··· AVAILABLE RECORDS ···

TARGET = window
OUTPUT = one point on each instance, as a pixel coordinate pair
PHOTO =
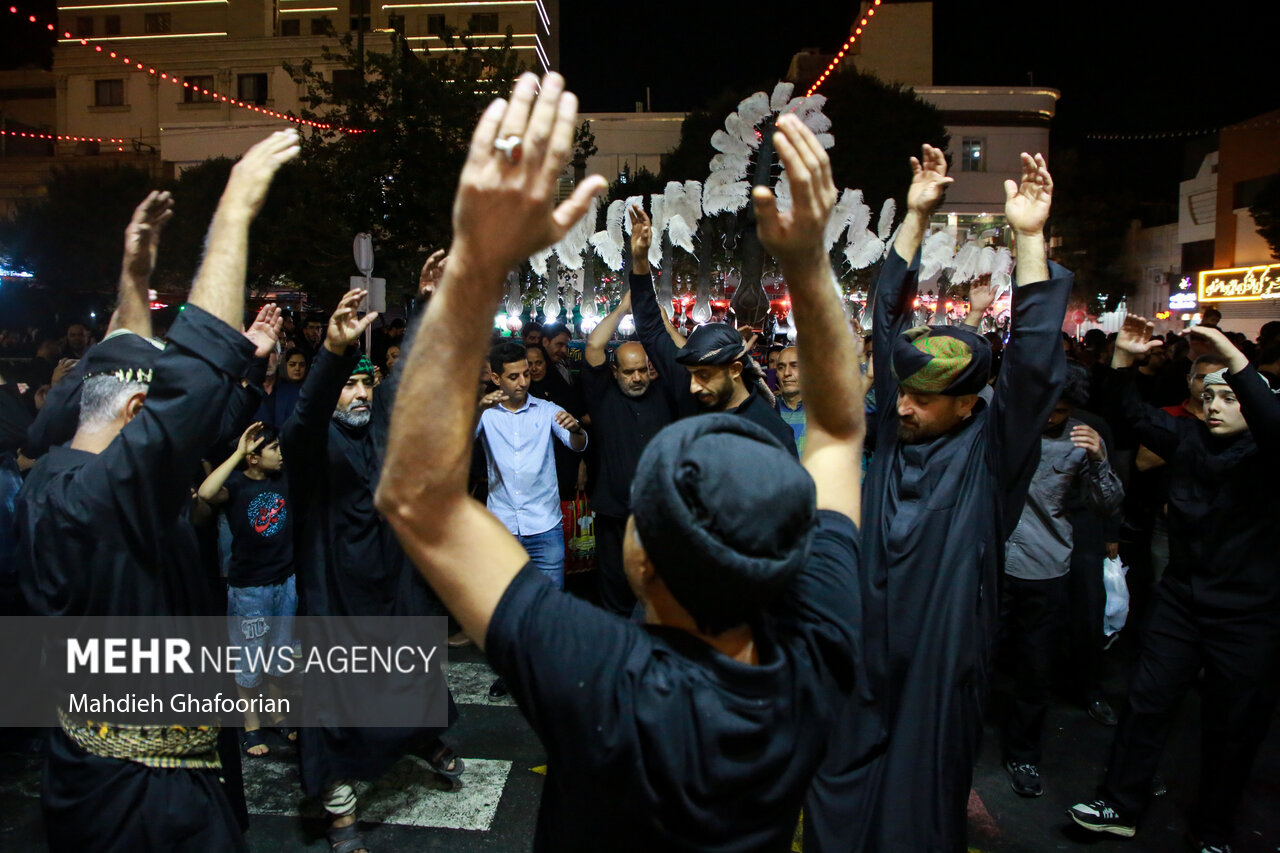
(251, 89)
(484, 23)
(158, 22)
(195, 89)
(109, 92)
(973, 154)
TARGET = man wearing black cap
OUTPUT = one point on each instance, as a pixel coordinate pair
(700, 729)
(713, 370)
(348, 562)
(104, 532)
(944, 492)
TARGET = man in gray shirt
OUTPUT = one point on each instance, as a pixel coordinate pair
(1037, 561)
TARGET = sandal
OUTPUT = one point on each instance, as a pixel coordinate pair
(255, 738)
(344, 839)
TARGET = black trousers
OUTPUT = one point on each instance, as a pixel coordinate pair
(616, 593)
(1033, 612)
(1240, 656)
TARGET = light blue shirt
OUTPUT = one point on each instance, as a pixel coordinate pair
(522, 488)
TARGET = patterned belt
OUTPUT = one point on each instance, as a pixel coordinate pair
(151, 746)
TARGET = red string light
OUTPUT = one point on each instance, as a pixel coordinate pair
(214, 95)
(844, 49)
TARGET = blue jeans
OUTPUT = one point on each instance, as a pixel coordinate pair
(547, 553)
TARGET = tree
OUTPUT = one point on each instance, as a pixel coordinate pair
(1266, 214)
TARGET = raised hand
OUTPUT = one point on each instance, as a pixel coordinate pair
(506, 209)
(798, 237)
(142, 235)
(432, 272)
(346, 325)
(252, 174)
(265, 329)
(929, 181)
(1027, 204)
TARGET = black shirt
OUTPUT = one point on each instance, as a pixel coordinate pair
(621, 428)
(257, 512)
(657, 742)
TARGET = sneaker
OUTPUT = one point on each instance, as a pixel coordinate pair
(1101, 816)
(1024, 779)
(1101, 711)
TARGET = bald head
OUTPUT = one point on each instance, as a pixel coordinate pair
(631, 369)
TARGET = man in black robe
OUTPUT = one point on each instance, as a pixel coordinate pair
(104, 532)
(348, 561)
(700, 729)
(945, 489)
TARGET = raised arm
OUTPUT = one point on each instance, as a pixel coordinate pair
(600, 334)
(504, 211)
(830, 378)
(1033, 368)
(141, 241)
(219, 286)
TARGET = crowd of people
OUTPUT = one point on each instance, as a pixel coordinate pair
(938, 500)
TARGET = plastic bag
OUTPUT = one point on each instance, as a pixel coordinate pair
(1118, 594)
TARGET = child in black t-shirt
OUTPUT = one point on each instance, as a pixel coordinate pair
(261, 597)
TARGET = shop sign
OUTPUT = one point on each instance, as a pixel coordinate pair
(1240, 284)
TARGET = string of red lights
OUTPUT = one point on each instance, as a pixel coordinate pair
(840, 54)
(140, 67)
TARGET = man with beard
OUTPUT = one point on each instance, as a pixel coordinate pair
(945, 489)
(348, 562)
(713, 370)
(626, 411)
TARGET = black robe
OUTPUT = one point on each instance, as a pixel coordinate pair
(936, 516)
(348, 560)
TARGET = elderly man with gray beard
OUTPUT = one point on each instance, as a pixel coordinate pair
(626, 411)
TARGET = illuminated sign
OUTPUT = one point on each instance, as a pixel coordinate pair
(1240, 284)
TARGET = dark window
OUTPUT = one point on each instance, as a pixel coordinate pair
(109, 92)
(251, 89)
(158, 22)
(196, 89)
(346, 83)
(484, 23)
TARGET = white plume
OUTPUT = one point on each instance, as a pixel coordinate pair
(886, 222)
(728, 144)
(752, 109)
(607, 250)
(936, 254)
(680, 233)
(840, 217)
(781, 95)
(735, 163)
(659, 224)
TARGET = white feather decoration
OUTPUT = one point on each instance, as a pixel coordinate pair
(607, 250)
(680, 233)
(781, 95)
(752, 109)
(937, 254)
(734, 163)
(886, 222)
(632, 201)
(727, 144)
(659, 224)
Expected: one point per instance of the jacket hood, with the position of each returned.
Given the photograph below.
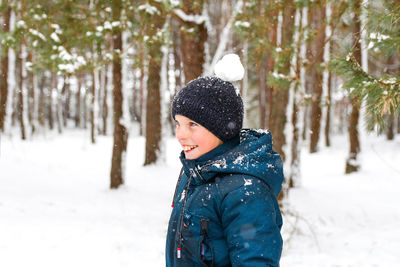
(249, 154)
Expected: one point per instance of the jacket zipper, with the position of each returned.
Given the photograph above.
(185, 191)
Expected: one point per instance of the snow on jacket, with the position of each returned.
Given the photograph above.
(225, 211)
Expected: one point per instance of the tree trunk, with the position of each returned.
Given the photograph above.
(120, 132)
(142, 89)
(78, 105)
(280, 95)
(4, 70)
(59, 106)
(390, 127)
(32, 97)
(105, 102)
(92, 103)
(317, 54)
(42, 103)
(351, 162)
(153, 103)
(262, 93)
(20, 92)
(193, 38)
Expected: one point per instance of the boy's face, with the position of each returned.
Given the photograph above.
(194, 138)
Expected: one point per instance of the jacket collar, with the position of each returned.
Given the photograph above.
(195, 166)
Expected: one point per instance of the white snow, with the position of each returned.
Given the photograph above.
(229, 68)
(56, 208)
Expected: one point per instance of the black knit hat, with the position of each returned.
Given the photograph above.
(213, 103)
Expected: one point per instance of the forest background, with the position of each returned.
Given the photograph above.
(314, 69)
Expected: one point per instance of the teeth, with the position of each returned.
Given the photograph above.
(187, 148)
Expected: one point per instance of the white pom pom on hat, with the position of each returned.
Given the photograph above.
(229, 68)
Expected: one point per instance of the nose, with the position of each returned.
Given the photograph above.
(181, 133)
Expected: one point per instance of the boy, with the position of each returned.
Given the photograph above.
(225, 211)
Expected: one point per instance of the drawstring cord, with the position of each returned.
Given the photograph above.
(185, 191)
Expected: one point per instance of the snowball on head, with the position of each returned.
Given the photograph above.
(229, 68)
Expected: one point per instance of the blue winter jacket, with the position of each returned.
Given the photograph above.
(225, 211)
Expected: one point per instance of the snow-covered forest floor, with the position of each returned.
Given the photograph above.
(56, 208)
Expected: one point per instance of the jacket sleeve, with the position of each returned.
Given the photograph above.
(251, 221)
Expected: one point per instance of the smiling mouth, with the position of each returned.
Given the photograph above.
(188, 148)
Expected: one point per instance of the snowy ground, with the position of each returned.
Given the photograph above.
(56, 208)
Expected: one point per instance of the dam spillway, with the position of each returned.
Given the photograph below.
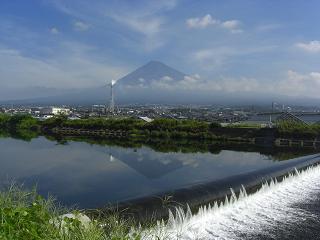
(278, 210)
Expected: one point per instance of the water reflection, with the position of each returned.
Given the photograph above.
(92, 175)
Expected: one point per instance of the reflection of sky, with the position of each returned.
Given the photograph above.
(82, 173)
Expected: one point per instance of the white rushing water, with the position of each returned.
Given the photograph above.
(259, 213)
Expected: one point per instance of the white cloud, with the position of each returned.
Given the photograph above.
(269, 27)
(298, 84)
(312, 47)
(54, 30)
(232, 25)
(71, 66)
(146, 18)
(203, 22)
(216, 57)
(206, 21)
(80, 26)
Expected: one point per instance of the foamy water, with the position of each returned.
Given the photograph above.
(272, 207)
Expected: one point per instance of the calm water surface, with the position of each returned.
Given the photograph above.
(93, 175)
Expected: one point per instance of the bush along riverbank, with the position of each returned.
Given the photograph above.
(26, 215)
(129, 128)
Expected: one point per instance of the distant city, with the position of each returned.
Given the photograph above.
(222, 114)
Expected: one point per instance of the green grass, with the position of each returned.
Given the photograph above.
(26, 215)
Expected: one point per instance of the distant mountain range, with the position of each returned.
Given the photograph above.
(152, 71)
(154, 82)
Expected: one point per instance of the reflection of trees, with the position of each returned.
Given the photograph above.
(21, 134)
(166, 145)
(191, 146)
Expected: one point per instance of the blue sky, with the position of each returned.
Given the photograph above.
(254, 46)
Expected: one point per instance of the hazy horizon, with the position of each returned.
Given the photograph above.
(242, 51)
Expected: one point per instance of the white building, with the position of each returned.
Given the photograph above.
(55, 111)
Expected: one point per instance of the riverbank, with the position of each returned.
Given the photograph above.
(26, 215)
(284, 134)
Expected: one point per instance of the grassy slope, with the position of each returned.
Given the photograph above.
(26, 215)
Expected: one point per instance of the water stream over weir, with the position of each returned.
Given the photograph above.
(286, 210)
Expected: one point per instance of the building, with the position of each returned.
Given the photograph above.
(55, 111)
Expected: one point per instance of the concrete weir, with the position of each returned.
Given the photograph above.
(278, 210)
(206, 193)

···
··· AVAILABLE RECORDS ···

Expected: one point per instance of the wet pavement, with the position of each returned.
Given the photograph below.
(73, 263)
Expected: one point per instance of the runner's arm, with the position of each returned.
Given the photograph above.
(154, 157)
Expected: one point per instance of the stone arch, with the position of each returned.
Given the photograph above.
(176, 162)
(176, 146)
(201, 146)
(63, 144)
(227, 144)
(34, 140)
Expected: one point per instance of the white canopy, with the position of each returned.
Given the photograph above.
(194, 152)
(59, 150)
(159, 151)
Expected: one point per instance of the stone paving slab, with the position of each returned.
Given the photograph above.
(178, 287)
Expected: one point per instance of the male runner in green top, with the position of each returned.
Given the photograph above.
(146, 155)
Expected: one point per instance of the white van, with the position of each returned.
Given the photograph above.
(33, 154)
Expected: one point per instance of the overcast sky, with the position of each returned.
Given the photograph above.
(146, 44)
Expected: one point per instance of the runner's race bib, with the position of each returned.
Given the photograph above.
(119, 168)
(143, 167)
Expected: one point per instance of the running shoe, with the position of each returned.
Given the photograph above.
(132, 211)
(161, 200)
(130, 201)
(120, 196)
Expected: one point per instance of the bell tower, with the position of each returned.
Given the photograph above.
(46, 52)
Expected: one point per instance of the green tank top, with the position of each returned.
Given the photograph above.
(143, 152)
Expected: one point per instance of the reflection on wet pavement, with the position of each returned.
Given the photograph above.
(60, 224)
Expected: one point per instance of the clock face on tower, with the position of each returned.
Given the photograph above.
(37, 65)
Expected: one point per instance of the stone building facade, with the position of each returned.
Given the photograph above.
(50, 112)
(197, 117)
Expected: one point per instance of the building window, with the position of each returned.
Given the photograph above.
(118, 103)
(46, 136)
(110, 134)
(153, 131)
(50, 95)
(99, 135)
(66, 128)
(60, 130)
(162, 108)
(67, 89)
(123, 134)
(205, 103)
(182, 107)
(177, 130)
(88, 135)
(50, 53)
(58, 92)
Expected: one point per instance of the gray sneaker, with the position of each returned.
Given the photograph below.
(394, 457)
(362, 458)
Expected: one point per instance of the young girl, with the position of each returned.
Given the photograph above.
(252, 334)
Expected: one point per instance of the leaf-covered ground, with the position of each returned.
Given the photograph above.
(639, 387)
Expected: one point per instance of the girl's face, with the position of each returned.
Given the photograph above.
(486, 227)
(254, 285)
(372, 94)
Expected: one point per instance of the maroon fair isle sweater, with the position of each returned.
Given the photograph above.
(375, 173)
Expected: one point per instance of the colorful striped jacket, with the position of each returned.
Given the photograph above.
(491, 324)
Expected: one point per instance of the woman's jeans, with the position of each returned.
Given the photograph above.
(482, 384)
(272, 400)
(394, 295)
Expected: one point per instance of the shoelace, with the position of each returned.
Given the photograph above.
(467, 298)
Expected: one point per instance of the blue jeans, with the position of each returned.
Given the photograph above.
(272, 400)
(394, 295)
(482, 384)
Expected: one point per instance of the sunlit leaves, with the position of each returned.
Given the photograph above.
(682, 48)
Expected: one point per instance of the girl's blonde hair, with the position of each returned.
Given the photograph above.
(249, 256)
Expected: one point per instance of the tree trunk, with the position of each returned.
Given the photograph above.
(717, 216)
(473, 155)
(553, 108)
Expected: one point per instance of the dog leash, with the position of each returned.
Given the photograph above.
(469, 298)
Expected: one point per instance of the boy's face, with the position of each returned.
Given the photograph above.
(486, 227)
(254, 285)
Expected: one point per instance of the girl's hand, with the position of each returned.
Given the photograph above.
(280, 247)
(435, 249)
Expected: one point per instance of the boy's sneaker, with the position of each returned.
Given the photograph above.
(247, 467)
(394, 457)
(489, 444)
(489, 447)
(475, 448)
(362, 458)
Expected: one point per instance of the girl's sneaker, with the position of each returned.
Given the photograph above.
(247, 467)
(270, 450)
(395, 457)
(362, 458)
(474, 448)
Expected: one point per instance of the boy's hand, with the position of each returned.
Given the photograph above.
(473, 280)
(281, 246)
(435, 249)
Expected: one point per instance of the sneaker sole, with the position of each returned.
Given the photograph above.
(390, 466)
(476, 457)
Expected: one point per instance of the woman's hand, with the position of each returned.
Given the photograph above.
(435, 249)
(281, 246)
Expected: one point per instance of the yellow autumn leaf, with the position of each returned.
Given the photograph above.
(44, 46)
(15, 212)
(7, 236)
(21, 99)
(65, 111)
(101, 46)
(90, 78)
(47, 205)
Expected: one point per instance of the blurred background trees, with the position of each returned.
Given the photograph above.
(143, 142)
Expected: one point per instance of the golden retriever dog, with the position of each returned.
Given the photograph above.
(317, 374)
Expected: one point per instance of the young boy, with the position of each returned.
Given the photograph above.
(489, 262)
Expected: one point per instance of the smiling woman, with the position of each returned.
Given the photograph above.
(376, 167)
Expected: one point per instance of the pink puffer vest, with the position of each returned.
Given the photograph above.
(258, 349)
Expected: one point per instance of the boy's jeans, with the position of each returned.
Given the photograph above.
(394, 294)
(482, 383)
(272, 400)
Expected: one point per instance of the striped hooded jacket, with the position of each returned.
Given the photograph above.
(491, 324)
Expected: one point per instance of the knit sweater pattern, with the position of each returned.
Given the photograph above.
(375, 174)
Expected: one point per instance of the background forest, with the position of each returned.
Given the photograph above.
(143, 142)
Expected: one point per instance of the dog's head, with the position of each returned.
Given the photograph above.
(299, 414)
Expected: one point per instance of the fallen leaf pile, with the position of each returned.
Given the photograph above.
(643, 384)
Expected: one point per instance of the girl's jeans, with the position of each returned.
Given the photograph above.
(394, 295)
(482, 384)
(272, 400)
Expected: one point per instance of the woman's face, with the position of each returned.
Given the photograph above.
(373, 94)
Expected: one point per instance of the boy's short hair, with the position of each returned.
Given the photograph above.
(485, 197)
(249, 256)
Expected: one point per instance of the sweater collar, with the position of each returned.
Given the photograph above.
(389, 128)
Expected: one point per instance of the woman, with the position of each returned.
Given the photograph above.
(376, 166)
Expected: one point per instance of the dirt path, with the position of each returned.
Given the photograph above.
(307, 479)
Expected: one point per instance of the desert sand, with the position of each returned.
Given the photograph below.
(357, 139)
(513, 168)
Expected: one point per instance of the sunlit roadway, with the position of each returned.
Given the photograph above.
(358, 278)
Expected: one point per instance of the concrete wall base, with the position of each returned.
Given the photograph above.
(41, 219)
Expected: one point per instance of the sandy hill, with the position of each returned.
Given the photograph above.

···
··· AVAILABLE RECORDS ···

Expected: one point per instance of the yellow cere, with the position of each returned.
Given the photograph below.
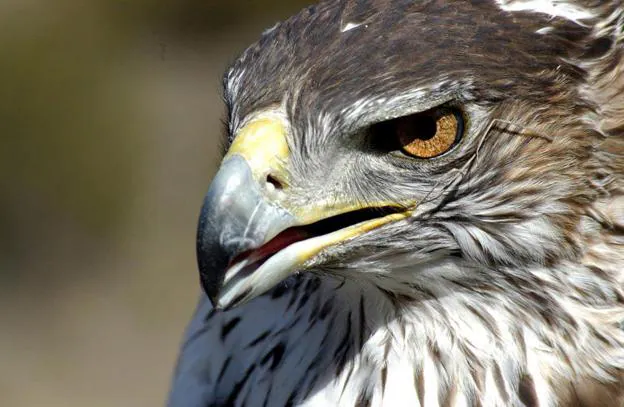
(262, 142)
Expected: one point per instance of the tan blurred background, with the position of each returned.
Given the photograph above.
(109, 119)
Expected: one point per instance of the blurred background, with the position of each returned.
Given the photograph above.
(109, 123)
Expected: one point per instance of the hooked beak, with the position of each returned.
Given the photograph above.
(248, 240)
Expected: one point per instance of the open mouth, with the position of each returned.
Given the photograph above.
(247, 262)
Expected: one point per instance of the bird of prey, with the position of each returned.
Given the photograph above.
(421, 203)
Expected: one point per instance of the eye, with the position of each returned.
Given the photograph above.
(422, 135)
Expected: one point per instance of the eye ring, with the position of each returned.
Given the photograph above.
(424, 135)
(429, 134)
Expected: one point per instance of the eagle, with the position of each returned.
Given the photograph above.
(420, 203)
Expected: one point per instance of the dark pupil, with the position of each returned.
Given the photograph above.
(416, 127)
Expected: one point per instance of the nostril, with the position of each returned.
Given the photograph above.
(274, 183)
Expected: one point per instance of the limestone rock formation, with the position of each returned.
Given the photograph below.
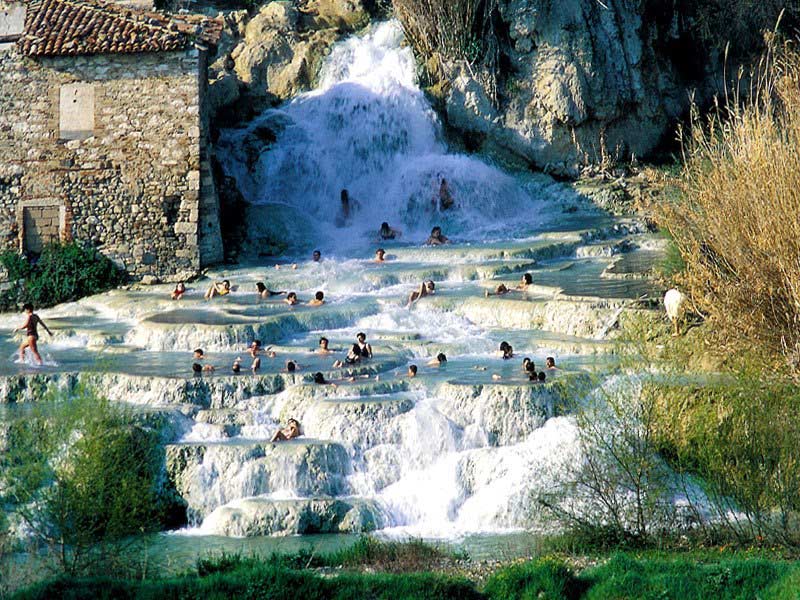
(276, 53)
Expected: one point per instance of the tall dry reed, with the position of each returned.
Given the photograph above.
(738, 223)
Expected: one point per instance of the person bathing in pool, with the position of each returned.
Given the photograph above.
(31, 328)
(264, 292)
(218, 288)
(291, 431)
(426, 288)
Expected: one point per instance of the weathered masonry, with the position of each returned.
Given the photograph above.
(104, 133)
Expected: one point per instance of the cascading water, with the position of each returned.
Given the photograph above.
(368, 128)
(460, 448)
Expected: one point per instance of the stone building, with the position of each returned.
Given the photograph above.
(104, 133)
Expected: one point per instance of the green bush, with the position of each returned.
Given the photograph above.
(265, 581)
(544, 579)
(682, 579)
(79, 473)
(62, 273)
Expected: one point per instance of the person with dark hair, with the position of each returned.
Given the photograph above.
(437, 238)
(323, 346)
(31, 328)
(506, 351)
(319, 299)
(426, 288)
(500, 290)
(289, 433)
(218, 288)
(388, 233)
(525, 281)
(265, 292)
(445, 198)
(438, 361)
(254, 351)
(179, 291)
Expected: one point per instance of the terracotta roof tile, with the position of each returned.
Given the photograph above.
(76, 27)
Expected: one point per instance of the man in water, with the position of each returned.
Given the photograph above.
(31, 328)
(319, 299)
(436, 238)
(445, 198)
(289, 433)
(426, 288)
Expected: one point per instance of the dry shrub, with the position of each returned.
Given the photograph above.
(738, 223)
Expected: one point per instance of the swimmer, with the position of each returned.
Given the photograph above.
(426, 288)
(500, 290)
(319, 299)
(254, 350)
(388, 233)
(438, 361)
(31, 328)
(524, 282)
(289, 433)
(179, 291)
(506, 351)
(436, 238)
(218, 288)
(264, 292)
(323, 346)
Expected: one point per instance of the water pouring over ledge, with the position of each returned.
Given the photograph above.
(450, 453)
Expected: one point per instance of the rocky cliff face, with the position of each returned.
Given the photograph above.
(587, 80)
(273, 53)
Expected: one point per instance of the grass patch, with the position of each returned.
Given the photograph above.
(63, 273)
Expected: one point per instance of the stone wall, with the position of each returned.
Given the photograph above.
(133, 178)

···

=== ASSIGNMENT ===
Your job is to copy out every line from the records above that has the word "sunlit".

=== RESPONSE AREA ===
Expected: one point per instance of the sunlit leaves, with the position of each returned.
Expected: one point per instance of the sunlit roadway, with the position of each returned.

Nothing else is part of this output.